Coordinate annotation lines

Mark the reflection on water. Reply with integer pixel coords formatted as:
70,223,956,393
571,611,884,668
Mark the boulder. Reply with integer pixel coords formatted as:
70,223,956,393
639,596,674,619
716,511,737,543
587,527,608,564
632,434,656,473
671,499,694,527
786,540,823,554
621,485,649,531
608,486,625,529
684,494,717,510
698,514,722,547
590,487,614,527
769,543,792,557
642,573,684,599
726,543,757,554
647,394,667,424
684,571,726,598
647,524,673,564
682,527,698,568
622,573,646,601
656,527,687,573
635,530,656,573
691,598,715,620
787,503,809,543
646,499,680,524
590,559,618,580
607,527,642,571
* * *
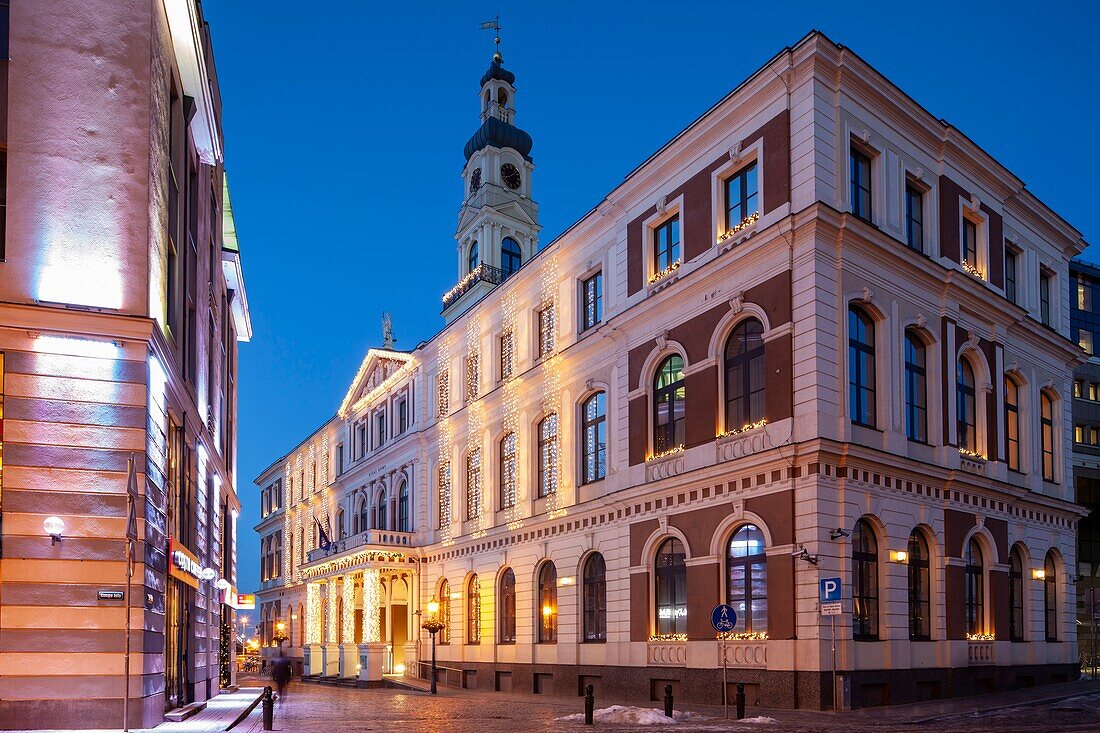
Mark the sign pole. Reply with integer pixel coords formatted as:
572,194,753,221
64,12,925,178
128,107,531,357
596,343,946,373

== WHAT IS REQUIRED ==
Can you turn the lines from the line with "Mark the sign" to the line with "596,343,946,373" into a Markdown table with two columns, Row for the row number and Entry for the line, leaving out any blank lines?

== THE RESULT ==
| Row | Entry |
|---|---|
| 1 | Mark the sign pole. Reply with integer pixel coords formatted as: |
| 2 | 572,194,753,221 |
| 3 | 64,12,925,178 |
| 4 | 128,107,531,357 |
| 5 | 596,343,946,373 |